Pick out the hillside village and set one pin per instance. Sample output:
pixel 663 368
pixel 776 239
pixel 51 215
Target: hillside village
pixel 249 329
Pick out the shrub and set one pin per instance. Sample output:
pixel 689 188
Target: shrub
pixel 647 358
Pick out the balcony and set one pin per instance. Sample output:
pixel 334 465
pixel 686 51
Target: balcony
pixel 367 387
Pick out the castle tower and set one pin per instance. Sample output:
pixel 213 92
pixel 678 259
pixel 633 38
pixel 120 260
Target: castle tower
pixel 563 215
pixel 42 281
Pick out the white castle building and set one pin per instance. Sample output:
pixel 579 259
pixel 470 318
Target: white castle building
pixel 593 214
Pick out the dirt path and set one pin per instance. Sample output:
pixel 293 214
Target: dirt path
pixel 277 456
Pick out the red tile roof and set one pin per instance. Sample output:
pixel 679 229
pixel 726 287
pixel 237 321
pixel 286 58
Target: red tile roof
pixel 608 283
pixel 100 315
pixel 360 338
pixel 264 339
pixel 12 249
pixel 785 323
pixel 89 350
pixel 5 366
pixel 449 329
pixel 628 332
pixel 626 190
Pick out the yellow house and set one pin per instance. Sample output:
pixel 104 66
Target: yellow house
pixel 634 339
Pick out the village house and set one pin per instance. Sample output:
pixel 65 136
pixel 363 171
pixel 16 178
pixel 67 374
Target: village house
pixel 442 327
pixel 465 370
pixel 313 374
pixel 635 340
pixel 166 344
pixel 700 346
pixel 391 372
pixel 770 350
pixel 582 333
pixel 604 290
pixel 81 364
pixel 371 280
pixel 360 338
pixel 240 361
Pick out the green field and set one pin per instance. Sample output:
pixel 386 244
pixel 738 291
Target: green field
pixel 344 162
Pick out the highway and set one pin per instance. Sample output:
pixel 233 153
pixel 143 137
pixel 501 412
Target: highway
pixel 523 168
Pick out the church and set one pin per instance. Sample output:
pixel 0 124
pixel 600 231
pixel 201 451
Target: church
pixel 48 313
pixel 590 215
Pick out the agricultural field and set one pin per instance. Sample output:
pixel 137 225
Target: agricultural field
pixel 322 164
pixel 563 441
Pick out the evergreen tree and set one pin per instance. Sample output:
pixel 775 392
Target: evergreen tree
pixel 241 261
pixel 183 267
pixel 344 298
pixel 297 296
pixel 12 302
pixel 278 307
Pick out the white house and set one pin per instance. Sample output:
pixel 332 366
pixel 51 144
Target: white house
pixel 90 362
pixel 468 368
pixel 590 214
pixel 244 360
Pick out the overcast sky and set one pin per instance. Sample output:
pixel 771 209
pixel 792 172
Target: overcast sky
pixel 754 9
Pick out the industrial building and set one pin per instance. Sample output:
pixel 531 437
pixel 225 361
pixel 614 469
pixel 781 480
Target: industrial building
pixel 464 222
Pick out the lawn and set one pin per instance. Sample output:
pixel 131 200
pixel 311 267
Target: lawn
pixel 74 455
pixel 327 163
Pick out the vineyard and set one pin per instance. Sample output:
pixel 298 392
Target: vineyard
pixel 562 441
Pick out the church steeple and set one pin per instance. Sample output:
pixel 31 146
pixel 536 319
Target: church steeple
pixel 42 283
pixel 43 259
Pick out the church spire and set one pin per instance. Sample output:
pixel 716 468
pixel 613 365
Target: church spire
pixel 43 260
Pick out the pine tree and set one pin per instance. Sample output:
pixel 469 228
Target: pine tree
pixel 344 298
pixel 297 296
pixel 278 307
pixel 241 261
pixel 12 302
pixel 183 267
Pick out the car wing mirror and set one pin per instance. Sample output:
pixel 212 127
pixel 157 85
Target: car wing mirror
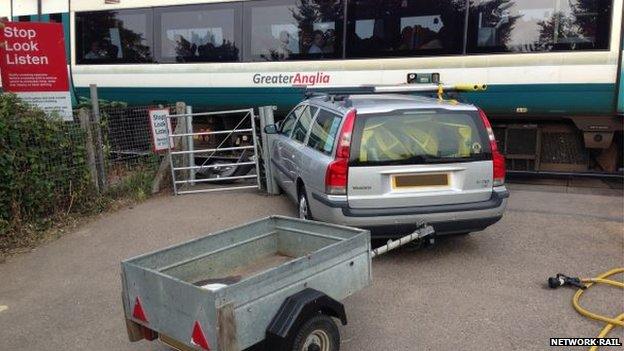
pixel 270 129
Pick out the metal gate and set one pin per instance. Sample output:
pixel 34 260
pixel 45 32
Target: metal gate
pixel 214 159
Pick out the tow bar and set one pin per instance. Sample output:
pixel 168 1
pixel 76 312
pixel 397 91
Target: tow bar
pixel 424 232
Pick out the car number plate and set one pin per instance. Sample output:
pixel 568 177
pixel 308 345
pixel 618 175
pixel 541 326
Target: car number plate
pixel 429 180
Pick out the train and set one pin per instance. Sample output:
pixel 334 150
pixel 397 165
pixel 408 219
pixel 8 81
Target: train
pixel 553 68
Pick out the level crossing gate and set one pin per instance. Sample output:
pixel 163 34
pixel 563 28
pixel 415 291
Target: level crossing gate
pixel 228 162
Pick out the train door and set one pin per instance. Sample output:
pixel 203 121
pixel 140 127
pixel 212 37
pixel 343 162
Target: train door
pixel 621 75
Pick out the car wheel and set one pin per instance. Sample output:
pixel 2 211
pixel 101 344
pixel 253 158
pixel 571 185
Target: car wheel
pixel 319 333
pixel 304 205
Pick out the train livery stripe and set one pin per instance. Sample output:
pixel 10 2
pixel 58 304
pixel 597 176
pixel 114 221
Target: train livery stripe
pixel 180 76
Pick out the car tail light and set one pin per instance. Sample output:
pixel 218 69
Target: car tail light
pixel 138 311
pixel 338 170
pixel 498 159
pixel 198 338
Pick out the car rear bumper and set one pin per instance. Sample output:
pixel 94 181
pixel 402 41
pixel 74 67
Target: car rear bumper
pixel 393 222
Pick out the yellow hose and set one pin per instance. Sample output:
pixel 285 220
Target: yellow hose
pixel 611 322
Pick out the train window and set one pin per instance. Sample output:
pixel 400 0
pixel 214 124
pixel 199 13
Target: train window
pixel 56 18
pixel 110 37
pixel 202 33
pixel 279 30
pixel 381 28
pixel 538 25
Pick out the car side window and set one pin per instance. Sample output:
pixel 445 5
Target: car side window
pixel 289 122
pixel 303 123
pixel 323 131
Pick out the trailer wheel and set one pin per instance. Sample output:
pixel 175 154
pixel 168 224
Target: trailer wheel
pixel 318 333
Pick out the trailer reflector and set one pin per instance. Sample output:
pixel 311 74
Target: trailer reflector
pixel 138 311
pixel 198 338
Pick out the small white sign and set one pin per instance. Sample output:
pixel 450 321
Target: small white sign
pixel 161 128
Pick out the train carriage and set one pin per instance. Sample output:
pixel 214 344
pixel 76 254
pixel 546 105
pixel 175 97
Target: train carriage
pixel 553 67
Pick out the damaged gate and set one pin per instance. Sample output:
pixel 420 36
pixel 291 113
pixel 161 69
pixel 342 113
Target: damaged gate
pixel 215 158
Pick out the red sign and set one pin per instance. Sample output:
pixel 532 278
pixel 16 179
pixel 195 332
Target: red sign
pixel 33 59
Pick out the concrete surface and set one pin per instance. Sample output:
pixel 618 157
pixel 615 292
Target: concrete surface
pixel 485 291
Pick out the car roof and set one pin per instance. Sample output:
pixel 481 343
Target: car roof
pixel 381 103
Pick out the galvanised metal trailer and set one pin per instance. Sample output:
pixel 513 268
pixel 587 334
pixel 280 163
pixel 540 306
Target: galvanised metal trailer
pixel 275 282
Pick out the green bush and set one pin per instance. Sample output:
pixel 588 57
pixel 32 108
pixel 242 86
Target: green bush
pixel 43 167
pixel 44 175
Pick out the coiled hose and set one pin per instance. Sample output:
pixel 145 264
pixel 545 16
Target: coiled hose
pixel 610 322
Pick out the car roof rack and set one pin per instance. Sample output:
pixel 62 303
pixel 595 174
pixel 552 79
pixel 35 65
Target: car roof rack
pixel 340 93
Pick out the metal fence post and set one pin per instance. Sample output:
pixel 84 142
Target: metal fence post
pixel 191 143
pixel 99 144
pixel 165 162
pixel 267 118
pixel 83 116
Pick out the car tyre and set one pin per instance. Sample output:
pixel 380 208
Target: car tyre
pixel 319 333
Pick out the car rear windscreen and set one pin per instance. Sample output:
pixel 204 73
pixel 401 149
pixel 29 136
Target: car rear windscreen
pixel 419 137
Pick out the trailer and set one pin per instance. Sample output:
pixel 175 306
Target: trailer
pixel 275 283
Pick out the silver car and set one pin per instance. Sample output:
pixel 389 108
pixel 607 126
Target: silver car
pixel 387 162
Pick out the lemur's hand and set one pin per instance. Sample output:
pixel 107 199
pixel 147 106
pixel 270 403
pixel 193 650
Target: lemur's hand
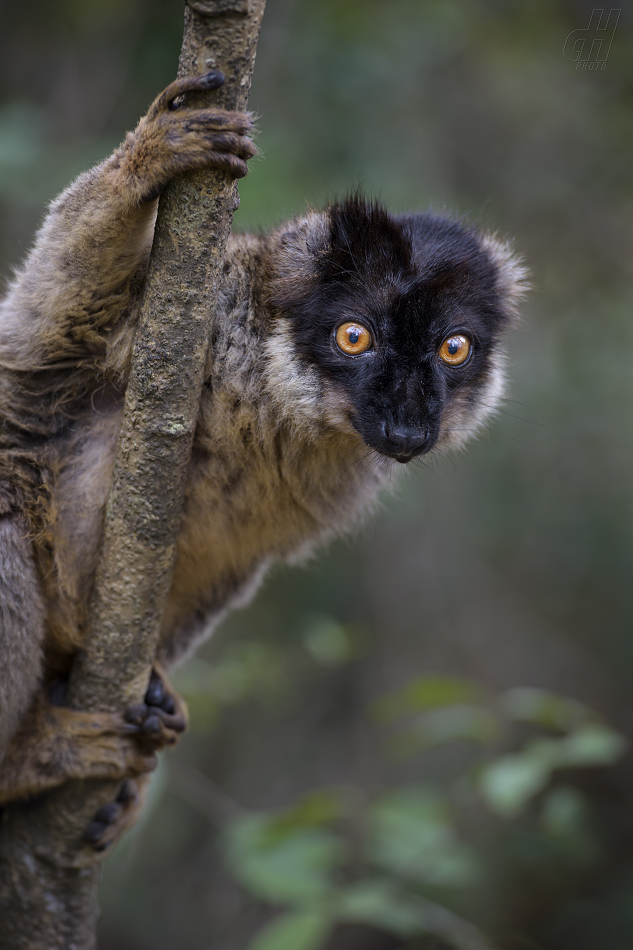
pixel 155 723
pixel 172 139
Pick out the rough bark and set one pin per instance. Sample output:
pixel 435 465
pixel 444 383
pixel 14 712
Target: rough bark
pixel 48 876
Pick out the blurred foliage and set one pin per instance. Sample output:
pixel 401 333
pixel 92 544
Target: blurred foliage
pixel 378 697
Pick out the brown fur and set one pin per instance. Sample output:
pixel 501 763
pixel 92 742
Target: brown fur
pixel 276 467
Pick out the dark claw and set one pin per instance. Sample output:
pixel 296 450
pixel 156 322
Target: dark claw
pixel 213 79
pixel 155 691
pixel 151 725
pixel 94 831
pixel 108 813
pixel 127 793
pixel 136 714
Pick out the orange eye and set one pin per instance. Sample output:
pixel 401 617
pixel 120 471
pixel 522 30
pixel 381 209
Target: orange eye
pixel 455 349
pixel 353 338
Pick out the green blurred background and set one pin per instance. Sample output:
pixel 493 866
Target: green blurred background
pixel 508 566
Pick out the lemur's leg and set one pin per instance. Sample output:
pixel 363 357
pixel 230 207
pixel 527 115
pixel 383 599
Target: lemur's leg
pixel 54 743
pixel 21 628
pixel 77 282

* * *

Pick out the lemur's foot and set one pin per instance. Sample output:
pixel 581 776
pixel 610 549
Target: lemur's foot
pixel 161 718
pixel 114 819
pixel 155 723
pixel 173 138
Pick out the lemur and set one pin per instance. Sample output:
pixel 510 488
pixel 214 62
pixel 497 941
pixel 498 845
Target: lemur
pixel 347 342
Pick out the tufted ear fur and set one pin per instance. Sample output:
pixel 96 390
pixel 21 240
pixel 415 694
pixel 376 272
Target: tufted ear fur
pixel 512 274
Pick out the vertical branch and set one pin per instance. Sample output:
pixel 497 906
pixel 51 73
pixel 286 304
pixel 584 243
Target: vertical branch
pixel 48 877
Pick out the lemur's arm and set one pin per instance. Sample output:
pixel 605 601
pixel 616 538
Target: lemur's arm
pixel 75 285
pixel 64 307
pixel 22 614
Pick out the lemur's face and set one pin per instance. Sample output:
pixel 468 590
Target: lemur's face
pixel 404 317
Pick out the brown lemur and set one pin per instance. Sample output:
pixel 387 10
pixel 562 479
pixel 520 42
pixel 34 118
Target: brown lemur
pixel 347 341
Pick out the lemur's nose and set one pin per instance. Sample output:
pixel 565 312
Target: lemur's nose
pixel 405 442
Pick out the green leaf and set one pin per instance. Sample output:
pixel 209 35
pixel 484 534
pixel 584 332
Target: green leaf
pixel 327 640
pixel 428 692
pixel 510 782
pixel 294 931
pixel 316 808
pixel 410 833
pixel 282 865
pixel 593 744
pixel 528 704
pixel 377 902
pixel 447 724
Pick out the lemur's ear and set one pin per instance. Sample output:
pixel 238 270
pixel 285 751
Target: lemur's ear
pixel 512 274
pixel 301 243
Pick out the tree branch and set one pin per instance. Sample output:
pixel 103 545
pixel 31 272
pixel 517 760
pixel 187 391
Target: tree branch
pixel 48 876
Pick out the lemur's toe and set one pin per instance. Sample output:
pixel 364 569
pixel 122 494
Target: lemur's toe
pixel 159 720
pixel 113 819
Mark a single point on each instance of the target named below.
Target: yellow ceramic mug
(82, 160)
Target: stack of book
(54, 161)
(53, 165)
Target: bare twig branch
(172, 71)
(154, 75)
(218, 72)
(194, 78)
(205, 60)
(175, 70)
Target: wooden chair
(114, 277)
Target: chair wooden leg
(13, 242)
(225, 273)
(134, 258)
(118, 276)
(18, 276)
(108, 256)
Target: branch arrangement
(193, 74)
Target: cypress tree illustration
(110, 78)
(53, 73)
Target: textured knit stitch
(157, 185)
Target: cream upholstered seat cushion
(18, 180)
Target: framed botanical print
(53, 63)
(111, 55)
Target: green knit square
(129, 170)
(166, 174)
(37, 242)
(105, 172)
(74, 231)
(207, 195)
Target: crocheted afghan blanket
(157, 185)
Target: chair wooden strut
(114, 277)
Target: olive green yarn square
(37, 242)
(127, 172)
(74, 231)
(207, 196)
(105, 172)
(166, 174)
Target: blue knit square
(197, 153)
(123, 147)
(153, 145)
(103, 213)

==

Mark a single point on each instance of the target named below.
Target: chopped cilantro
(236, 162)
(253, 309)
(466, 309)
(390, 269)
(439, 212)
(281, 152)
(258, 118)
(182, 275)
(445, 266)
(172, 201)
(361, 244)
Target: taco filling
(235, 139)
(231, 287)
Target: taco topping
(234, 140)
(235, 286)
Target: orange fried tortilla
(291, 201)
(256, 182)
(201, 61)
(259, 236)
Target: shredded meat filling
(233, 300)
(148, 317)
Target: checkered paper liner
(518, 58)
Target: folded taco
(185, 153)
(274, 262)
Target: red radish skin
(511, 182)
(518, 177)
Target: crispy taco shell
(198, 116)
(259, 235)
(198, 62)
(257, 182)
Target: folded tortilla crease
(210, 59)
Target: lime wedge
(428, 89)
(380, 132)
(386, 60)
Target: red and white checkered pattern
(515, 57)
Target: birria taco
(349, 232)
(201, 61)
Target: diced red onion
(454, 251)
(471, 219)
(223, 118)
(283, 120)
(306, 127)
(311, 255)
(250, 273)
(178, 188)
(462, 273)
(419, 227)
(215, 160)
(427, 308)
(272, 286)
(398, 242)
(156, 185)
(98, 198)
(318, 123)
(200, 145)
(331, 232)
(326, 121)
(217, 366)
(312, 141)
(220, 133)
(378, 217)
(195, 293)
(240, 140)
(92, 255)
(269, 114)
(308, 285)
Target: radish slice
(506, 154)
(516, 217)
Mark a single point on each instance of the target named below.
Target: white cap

Exercise requirements:
Rewrite the data from the line with "Pick out the train window" up to and including the line with "pixel 538 25", changing "train window" to "carriage window" and leaving everything else as it is.

Response:
Pick out the carriage window and set one pin per instance. Sample output:
pixel 400 0
pixel 214 124
pixel 199 13
Target: carriage window
pixel 56 18
pixel 110 37
pixel 202 33
pixel 279 30
pixel 381 28
pixel 538 25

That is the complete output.